:: Fragmento seleccionado ::

——————

Como señala Maurice Duverger, el gobierno es “la dirección política de la sociedad, encargada de tomar decisiones colectivas obligatorias”. En el constitucionalismo, el gobierno no es solo dirección política, sino también órgano sometido a límites jurídicos y orientado por principios democráticos.

En el derecho constitucional, el gobierno se concibe como un órgano constituido, subordinado a la Constitución. Es decir, no tiene poder originario, sino derivado. Para Jorge Carpizo, el gobierno mexicano es el conjunto de órganos que ejercen las funciones de los tres poderes (ejecutivo, legislativo y judicial), en el marco de la división de poderes y bajo la supremacía constitucional.

Políticamente, el gobierno es el ejercicio del poder en acción. Según Norberto Bobbio, el gobierno es “la actividad de dirigir y coordinar las energías sociales hacia fines comunes”. Esto implica que el gobierno, más que una institución fija, es una práctica dinámica de poder que busca resolver conflictos, formular políticas y garantizar la estabilidad.

——————

:: Registros listados ::

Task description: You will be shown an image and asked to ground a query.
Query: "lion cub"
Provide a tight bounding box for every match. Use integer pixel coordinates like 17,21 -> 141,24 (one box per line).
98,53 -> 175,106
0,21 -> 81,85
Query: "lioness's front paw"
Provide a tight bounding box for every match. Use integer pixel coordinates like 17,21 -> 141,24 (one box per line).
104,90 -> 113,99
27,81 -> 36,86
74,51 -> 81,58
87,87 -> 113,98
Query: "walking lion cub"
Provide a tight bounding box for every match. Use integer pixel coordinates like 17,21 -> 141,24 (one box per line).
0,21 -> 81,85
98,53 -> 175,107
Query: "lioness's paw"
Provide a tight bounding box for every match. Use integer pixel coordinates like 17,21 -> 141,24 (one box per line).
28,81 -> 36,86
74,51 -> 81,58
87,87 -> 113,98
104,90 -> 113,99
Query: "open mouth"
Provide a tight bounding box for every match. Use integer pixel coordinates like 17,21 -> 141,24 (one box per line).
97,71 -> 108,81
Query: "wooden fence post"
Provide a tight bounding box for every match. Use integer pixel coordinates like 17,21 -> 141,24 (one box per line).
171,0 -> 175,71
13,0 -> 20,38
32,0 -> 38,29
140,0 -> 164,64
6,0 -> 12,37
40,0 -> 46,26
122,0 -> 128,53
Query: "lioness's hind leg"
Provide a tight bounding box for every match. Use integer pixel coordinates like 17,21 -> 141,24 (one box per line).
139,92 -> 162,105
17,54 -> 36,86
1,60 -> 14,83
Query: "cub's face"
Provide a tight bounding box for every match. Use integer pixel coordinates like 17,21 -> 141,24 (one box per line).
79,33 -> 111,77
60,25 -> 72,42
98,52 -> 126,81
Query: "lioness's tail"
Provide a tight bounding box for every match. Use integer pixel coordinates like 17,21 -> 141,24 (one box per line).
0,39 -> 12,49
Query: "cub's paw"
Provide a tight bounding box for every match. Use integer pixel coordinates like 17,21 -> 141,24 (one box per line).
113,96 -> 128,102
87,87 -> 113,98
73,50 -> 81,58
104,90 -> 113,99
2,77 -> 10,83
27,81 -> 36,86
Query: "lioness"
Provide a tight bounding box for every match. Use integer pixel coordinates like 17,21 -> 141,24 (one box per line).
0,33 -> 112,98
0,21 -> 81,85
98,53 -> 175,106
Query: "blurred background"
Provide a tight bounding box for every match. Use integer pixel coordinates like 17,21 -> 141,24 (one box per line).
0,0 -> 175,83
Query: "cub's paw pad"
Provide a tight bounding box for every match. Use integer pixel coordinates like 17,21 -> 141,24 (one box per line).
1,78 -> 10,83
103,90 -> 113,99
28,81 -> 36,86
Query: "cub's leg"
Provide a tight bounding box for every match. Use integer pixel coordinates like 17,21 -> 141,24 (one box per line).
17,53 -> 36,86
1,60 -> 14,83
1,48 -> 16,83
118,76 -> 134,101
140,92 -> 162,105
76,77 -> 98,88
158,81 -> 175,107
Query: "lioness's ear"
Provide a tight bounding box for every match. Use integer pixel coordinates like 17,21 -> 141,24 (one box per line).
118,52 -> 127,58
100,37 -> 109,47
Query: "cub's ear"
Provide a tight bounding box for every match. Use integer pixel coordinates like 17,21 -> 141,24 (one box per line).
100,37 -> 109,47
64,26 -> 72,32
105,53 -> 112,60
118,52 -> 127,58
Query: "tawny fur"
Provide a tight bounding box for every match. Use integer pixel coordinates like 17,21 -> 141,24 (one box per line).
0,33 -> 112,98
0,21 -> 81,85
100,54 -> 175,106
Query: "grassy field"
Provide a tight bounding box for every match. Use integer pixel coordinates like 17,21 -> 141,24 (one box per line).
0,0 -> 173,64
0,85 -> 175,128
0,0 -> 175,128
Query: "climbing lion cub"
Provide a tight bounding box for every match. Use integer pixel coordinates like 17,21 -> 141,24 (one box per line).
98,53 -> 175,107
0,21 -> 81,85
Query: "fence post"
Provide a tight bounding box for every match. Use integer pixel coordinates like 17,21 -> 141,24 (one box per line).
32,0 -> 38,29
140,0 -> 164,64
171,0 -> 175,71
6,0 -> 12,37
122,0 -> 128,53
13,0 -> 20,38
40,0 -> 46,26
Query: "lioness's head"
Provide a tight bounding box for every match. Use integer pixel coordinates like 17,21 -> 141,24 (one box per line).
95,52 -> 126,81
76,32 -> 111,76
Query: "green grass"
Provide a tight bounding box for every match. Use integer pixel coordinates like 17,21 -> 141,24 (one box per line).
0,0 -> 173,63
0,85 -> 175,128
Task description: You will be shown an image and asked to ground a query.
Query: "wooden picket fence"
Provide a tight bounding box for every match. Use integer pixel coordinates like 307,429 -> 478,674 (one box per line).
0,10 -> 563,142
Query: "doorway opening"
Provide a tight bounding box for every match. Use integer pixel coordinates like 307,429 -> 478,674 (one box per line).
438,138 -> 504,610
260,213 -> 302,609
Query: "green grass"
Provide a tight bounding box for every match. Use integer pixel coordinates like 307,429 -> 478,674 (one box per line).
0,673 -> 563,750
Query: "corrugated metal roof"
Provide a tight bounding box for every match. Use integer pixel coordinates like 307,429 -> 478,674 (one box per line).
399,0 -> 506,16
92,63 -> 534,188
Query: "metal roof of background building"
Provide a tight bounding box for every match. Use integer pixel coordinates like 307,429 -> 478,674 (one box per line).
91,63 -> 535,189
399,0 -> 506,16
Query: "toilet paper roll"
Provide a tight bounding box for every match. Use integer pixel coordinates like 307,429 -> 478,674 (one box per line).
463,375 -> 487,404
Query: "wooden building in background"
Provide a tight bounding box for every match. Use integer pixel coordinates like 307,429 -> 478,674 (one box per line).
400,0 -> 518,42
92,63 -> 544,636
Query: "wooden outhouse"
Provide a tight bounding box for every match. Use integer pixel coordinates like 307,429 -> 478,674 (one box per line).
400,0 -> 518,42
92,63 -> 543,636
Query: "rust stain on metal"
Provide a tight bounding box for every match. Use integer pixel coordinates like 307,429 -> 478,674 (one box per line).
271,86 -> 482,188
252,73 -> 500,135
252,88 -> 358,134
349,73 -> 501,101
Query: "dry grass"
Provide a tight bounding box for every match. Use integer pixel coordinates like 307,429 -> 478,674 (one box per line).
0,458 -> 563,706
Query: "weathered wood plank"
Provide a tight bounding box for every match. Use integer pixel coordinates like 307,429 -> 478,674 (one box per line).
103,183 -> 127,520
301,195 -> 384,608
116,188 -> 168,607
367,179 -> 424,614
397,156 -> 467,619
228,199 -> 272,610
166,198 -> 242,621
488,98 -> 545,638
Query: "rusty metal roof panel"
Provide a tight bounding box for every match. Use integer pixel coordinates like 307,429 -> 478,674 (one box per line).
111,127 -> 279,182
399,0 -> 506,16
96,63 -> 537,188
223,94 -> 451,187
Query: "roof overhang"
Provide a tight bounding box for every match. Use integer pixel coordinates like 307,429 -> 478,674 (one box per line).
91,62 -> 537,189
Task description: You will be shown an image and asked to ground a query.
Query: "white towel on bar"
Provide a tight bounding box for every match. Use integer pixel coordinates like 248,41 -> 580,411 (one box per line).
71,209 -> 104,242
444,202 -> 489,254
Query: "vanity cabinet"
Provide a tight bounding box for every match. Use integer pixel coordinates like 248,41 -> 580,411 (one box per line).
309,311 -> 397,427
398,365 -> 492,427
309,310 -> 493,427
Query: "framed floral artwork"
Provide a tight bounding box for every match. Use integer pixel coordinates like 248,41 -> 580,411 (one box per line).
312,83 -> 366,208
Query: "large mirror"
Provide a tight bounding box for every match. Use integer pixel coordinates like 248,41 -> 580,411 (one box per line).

——————

:: Consigna A ::
Según el fragmento sobre el gobierno, ¿qué autor lo define como "la actividad de dirigir y coordinar las energías sociales hacia fines comunes"?
:: Consigna B ::
Enumere todos los autores que se citan en el fragmento sobre el gobierno.
:: Consigna C ::
Cambie "principios democráticos" por "valores democráticos" en el fragmento sobre el gobierno y copie el texto entre "Como señala Maurice" y "por principios democráticos.", ambos incluidos.

:: Solución A ::
Norberto Bobbio.

:: Solución B ::
Maurice Duverger, Jorge Carpizo y Norberto Bobbio.

:: Solución C ::
Como señala Maurice Duverger, el gobierno es “la dirección política de la sociedad, encargada de tomar decisiones colectivas obligatorias”. En el constitucionalismo, el gobierno no es solo dirección política, sino también órgano sometido a límites jurídicos y orientado por valores democráticos.